[Items from a dataset]
▬▬▬▬▬▬▬▬▬▬
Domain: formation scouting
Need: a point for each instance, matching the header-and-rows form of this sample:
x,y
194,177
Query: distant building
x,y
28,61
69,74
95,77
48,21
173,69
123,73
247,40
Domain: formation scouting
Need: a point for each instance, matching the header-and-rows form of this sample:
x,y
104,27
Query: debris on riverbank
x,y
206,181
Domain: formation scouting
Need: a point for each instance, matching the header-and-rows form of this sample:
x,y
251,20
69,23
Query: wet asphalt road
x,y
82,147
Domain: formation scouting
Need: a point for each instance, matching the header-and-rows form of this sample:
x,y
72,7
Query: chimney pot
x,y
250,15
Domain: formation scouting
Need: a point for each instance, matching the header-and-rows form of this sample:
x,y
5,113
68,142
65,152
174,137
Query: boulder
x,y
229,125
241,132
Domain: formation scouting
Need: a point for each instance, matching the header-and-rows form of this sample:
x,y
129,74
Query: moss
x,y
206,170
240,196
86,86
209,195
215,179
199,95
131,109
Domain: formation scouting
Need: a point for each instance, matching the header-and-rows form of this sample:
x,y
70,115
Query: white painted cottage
▬▬▬▬▬▬▬▬▬▬
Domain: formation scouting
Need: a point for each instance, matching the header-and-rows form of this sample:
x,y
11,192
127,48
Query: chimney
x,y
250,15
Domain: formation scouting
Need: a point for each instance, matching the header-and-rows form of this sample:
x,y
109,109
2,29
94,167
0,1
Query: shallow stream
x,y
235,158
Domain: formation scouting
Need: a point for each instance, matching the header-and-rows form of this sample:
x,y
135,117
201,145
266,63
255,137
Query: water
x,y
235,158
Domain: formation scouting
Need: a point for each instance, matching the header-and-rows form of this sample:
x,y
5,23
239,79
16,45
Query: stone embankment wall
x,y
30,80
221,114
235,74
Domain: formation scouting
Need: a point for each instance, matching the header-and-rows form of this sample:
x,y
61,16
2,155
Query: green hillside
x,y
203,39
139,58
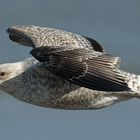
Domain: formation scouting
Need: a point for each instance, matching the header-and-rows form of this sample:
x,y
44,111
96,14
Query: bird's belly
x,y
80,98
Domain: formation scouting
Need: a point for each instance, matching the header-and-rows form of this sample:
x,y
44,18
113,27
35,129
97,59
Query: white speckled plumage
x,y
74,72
▬▬▬▬▬▬▬▬▬▬
▶ What you are asked to do:
Extract exactly and only the lines above from the line containing "Query: moss" through the line containing "Query: white painted cottage", both end lines included.

▶ Answer section:
Query: moss
x,y
206,170
240,196
86,86
209,195
215,179
199,95
131,109
Domain: formation scouting
Need: a point for each instance, matching the header-and-rows form of this sample:
x,y
70,115
Query: white painted cottage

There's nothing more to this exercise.